[Detection annotation records]
○ ○ ○ ○ ○
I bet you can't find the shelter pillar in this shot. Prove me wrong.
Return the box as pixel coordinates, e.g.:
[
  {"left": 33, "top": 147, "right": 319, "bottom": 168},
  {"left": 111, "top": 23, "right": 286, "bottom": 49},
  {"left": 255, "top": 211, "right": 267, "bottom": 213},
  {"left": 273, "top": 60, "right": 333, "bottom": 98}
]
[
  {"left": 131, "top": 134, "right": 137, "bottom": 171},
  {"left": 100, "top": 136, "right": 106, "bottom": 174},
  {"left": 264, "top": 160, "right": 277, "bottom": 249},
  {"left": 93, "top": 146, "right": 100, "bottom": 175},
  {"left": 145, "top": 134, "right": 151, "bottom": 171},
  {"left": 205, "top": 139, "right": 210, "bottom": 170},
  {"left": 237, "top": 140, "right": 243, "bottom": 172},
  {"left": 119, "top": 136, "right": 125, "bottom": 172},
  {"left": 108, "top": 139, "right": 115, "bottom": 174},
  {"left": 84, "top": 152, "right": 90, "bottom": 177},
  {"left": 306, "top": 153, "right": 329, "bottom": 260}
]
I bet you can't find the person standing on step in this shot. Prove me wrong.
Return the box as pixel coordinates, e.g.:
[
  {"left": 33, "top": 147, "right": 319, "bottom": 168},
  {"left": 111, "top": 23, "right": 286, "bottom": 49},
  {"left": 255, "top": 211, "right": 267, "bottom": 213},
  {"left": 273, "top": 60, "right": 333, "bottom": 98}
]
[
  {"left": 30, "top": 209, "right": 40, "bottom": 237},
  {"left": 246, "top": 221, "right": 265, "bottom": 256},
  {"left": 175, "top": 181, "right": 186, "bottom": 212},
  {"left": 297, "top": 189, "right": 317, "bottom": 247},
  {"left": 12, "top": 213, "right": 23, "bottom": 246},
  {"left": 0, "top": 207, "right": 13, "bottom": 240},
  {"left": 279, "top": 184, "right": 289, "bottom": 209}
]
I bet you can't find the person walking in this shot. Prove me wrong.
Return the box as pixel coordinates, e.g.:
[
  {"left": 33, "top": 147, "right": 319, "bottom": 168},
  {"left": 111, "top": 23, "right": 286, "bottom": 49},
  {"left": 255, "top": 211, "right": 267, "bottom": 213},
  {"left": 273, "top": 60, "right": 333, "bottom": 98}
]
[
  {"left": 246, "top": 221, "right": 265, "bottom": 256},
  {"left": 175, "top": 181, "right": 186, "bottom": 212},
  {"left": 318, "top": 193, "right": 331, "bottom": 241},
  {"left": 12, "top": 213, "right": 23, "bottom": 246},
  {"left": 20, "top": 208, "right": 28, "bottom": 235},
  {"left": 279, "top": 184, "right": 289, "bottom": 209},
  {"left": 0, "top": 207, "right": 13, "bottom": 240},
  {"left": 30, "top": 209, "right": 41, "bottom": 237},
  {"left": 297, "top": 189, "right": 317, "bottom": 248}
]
○ ○ ○ ○ ○
**Stated goal:** Make an exact copy of every entry.

**Written answer:**
I bet you can't find the shelter pillar in this shot. Prove me wrong.
Return the box as pixel coordinates, e.g.:
[
  {"left": 33, "top": 147, "right": 319, "bottom": 168},
  {"left": 111, "top": 23, "right": 286, "bottom": 49},
  {"left": 255, "top": 211, "right": 267, "bottom": 213},
  {"left": 273, "top": 60, "right": 333, "bottom": 98}
]
[
  {"left": 131, "top": 134, "right": 137, "bottom": 171},
  {"left": 100, "top": 136, "right": 106, "bottom": 174},
  {"left": 264, "top": 160, "right": 277, "bottom": 249},
  {"left": 93, "top": 146, "right": 100, "bottom": 175},
  {"left": 145, "top": 134, "right": 151, "bottom": 171},
  {"left": 205, "top": 139, "right": 210, "bottom": 170},
  {"left": 237, "top": 140, "right": 243, "bottom": 172},
  {"left": 119, "top": 136, "right": 125, "bottom": 172},
  {"left": 108, "top": 139, "right": 115, "bottom": 174},
  {"left": 84, "top": 152, "right": 90, "bottom": 177},
  {"left": 306, "top": 153, "right": 329, "bottom": 260}
]
I bet you can't find the person standing on step in this shot. Prove me wrong.
Return the box as pixel coordinates, e.g.:
[
  {"left": 33, "top": 147, "right": 319, "bottom": 168},
  {"left": 111, "top": 23, "right": 286, "bottom": 49},
  {"left": 255, "top": 211, "right": 267, "bottom": 213},
  {"left": 273, "top": 60, "right": 333, "bottom": 98}
]
[
  {"left": 30, "top": 209, "right": 40, "bottom": 237},
  {"left": 246, "top": 221, "right": 265, "bottom": 256},
  {"left": 175, "top": 181, "right": 186, "bottom": 212},
  {"left": 297, "top": 189, "right": 317, "bottom": 247},
  {"left": 12, "top": 213, "right": 23, "bottom": 246},
  {"left": 0, "top": 207, "right": 13, "bottom": 240},
  {"left": 279, "top": 184, "right": 289, "bottom": 209}
]
I bet you can't find the person walking in this shot. Prove me wrong.
Return the box as pixel coordinates, e.g.:
[
  {"left": 33, "top": 147, "right": 319, "bottom": 168},
  {"left": 111, "top": 23, "right": 286, "bottom": 49},
  {"left": 255, "top": 211, "right": 267, "bottom": 213},
  {"left": 273, "top": 60, "right": 333, "bottom": 98}
]
[
  {"left": 246, "top": 221, "right": 265, "bottom": 256},
  {"left": 175, "top": 181, "right": 186, "bottom": 212},
  {"left": 318, "top": 193, "right": 331, "bottom": 241},
  {"left": 12, "top": 213, "right": 23, "bottom": 246},
  {"left": 20, "top": 208, "right": 28, "bottom": 235},
  {"left": 279, "top": 184, "right": 289, "bottom": 209},
  {"left": 0, "top": 207, "right": 13, "bottom": 240},
  {"left": 30, "top": 209, "right": 41, "bottom": 237},
  {"left": 297, "top": 189, "right": 317, "bottom": 248}
]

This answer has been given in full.